## Work required
Give back the full listing exactly as it appears below.

## Information provided
--------------------

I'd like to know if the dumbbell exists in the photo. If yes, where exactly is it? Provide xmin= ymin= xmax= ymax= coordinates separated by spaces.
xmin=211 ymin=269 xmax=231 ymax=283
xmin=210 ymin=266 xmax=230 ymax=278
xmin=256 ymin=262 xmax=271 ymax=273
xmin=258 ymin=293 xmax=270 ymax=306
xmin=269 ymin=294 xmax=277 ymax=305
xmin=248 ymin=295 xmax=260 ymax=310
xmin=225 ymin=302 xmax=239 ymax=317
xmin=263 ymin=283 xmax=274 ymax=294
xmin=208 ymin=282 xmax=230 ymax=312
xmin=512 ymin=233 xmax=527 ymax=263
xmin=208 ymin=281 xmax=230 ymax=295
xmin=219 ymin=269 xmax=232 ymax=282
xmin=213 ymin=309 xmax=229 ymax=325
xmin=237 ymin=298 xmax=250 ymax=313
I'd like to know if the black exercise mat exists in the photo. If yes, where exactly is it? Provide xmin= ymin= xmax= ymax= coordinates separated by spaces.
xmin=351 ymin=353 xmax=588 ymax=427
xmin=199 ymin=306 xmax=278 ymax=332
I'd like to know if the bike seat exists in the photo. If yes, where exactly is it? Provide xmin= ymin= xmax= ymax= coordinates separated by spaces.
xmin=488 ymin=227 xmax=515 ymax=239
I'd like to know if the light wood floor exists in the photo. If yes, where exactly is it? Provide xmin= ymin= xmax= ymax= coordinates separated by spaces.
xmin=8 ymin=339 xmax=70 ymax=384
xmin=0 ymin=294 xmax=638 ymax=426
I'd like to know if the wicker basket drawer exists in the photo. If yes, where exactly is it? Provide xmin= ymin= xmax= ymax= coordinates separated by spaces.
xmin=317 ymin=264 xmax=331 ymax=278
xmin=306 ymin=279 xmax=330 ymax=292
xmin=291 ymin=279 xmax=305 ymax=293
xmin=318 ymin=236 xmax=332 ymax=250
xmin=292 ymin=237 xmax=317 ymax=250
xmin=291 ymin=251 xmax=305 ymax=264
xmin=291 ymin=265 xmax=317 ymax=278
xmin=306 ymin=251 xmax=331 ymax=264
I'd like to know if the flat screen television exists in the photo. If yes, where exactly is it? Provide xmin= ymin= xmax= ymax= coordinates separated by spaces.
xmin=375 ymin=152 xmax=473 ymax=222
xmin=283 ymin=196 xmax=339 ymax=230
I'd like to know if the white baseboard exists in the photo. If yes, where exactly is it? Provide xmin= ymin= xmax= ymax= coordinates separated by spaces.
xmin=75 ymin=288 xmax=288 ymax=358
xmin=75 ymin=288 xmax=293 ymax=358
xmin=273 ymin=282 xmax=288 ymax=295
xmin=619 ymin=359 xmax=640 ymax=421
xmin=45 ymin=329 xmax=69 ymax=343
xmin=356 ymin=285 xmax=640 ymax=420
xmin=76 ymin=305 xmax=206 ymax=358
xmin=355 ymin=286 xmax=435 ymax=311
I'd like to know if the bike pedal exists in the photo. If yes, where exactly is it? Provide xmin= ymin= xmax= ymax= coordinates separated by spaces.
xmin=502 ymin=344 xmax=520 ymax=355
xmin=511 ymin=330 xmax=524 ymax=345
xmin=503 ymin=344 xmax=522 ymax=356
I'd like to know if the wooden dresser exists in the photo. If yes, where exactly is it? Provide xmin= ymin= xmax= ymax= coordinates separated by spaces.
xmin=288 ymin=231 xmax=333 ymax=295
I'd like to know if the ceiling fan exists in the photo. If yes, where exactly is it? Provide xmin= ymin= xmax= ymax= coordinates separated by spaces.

--------------------

## Task response
I'd like to know if the dumbbell exists in the photo. If yes, where exactly is it? Provide xmin= ymin= xmax= ymax= coordinates separated by spaces.
xmin=211 ymin=269 xmax=231 ymax=283
xmin=210 ymin=266 xmax=230 ymax=278
xmin=256 ymin=262 xmax=271 ymax=273
xmin=258 ymin=293 xmax=270 ymax=306
xmin=269 ymin=294 xmax=277 ymax=305
xmin=248 ymin=295 xmax=260 ymax=310
xmin=225 ymin=302 xmax=239 ymax=317
xmin=263 ymin=283 xmax=274 ymax=294
xmin=208 ymin=282 xmax=230 ymax=312
xmin=512 ymin=233 xmax=527 ymax=263
xmin=208 ymin=281 xmax=230 ymax=295
xmin=219 ymin=269 xmax=232 ymax=282
xmin=213 ymin=309 xmax=229 ymax=325
xmin=237 ymin=298 xmax=250 ymax=313
I'd like to know if the black exercise mat exists in the photo. If yes, where exactly is it? Provide xmin= ymin= xmax= ymax= coordinates separated by spaces.
xmin=351 ymin=353 xmax=588 ymax=427
xmin=199 ymin=306 xmax=278 ymax=332
I'd like to know if the bike seat exists in the photo. If yes, where exactly is it? Provide xmin= ymin= xmax= ymax= coordinates separated by spaces.
xmin=488 ymin=227 xmax=515 ymax=239
I'd like to know if the light wood floor exists in the photo. If yes, where exactly is it? Provide xmin= ymin= xmax= ymax= coordinates separated by spaces.
xmin=8 ymin=339 xmax=70 ymax=384
xmin=0 ymin=294 xmax=638 ymax=426
I'd like to know if the wicker basket drawer exists in the photo. If yes, where exactly is it? Provide xmin= ymin= xmax= ymax= coordinates separated by spaces.
xmin=317 ymin=264 xmax=331 ymax=278
xmin=306 ymin=279 xmax=330 ymax=292
xmin=291 ymin=279 xmax=305 ymax=293
xmin=318 ymin=236 xmax=332 ymax=250
xmin=292 ymin=237 xmax=317 ymax=250
xmin=291 ymin=251 xmax=305 ymax=264
xmin=291 ymin=265 xmax=317 ymax=278
xmin=306 ymin=251 xmax=331 ymax=264
I'd like to know if the flat screen television exists in the photo. If yes, where exactly is it? Provide xmin= ymin= xmax= ymax= coordinates separated by spaces.
xmin=375 ymin=152 xmax=473 ymax=222
xmin=283 ymin=196 xmax=339 ymax=230
I'd like to know if the white baseboard exists in the photo. If yes, where exactly is it? Provide xmin= ymin= xmax= ymax= coordinates separated by spaces.
xmin=75 ymin=288 xmax=288 ymax=358
xmin=75 ymin=288 xmax=293 ymax=358
xmin=273 ymin=282 xmax=288 ymax=295
xmin=619 ymin=359 xmax=640 ymax=421
xmin=45 ymin=329 xmax=69 ymax=343
xmin=356 ymin=285 xmax=640 ymax=420
xmin=76 ymin=305 xmax=206 ymax=358
xmin=355 ymin=286 xmax=435 ymax=311
I'd like to know if the bike pedal exists in the photo. If yes, where exactly is it? Provide xmin= ymin= xmax= ymax= coordinates separated by spaces.
xmin=502 ymin=344 xmax=520 ymax=355
xmin=511 ymin=330 xmax=524 ymax=345
xmin=503 ymin=344 xmax=522 ymax=356
I'd like to know if the wooden dresser exists in the photo. If yes, where exactly is it? Provide xmin= ymin= xmax= ymax= coordinates separated by spaces.
xmin=288 ymin=231 xmax=333 ymax=295
I'd like to know if the ceiling fan exists in the photo. If yes, where exactly is it? Provide xmin= ymin= xmax= ymax= coordinates separated by spaces.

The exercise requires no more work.